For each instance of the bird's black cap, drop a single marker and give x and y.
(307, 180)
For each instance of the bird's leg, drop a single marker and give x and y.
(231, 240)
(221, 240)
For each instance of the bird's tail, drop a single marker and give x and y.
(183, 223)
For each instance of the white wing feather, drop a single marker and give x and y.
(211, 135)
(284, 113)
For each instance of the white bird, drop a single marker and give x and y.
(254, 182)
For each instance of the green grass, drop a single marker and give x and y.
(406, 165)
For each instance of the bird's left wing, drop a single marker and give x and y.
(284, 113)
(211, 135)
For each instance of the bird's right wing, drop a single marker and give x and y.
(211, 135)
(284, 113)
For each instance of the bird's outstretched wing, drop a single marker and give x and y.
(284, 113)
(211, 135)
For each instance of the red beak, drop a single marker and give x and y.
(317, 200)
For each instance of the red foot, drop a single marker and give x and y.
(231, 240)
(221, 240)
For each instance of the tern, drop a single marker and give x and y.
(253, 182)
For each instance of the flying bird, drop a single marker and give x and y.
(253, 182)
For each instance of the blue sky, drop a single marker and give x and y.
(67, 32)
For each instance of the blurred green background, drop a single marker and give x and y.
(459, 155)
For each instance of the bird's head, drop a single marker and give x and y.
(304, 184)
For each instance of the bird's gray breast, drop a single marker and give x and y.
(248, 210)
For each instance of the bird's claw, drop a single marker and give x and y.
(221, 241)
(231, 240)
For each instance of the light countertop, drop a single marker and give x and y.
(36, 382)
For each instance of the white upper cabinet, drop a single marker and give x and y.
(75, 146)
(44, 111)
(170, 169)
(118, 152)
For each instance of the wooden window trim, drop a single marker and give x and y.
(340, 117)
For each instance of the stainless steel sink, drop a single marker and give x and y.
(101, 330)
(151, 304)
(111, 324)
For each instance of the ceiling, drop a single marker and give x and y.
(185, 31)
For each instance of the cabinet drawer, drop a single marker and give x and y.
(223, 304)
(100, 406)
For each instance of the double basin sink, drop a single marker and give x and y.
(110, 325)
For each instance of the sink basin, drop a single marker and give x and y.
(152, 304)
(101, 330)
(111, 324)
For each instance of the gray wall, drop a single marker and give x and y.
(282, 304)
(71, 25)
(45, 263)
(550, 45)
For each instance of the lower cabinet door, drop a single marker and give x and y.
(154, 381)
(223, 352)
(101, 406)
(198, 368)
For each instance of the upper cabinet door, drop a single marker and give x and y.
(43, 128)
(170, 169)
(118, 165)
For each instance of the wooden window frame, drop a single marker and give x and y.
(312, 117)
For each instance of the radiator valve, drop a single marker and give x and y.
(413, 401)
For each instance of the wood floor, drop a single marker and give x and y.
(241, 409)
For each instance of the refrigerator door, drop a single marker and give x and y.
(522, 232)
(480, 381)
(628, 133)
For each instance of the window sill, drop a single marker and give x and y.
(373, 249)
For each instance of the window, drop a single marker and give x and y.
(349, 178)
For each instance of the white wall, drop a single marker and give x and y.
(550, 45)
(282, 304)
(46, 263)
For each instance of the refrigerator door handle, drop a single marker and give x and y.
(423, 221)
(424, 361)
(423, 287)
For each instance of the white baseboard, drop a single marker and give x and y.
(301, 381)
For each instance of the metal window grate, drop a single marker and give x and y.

# [What you need to do]
Retype every line of the data, keeping each one exactly as it is.

# [Finished exercise]
For each instance of the bird's black cap, drop a single marker and give x and y.
(307, 180)
For each instance of the bird's leg, drop a single marker and give x and y.
(231, 240)
(221, 240)
For each instance of the bird's tail, drop a single marker and give x and y.
(183, 223)
For each instance of the white wing feather, drop a single marker and give x and y.
(211, 135)
(284, 113)
For each instance of the white bird, drop a single marker and give x and y.
(254, 182)
For each instance of the green grass, drop a single marker and give x and y.
(406, 165)
For each instance of the bird's left wing, drop a single marker and give x and y.
(284, 113)
(211, 135)
For each instance of the bird's right wing, drop a single marker and give x and y.
(211, 135)
(284, 113)
For each instance of the bird's outstretched wing, drop a single marker and give x and y.
(284, 113)
(211, 135)
For each instance of the red beak, drop a single marker and give x and y.
(317, 200)
For each instance of the red foot, drop a single marker and give x and y.
(231, 240)
(221, 240)
For each instance of the tern, drop a single marker and give x and y.
(253, 182)
For each instance of the flying bird, drop a single marker and give x and y.
(253, 182)
For each instance of the blue sky, drop a single marker and give x and y.
(67, 32)
For each instance of the blurred green background, drop a single marker and give x and y.
(459, 155)
For each instance of the bird's head, drop a single marker and give x and y.
(304, 184)
For each instance of the bird's gray breast, drop a single marker and give x and y.
(248, 210)
For each instance of the bird's claw, drop a single marker and give x and y.
(221, 241)
(231, 240)
For each instance of the light countertop, drop a single marker and give x and y.
(36, 382)
For each instance of the white upper cabinet, drop a single marker and give x and y.
(75, 146)
(44, 111)
(170, 169)
(118, 152)
For each instance of the wooden window trim, drop a single marker and give x and y.
(340, 117)
For each instance of the stainless steel sink, drop a single marker and give x and y.
(101, 330)
(151, 304)
(111, 324)
For each instance of the ceiling, drop a single marker and give x and y.
(185, 31)
For each instance of the cabinet drawer, drop a single marker and give x and y.
(223, 304)
(100, 406)
For each instance of the double basin sink, drop a single marker and give x and y.
(110, 325)
For each instance of the sink basin, drop a single marker and give x and y.
(152, 304)
(101, 330)
(111, 324)
For each instance of the gray wall, drop a single marker and give x and y.
(282, 304)
(71, 25)
(45, 263)
(550, 45)
For each instance of the lower cabinet door, drop a single marker and give x and y.
(154, 381)
(223, 352)
(101, 406)
(198, 368)
For each instance of the upper cabinet door, drop a single marker and give x and y.
(43, 128)
(170, 169)
(118, 165)
For each instance of the wooden window frame, drop a single marker and give x and y.
(312, 117)
For each instance of the radiator valve, drop a single marker and give x and y.
(413, 401)
For each instance of the wood floor, drop a single marker and give x and y.
(241, 409)
For each instance of the refrigerator door, drop a single marker and give x and y.
(522, 232)
(480, 381)
(628, 133)
For each instance of the window sill, drop a single marker and give x and y.
(373, 249)
For each instance of the window, drop a single marker and give x and y.
(349, 178)
For each instance of the white wall, drop a single marker and give x and y.
(550, 45)
(282, 304)
(46, 263)
For each instance of the refrigerator door handle, drop a single marker and give x and y.
(423, 221)
(424, 361)
(423, 287)
For each instance of the white baseboard, drop a single marker and give x and y.
(301, 381)
For each instance of the metal window grate, drop a single marker and give x and y.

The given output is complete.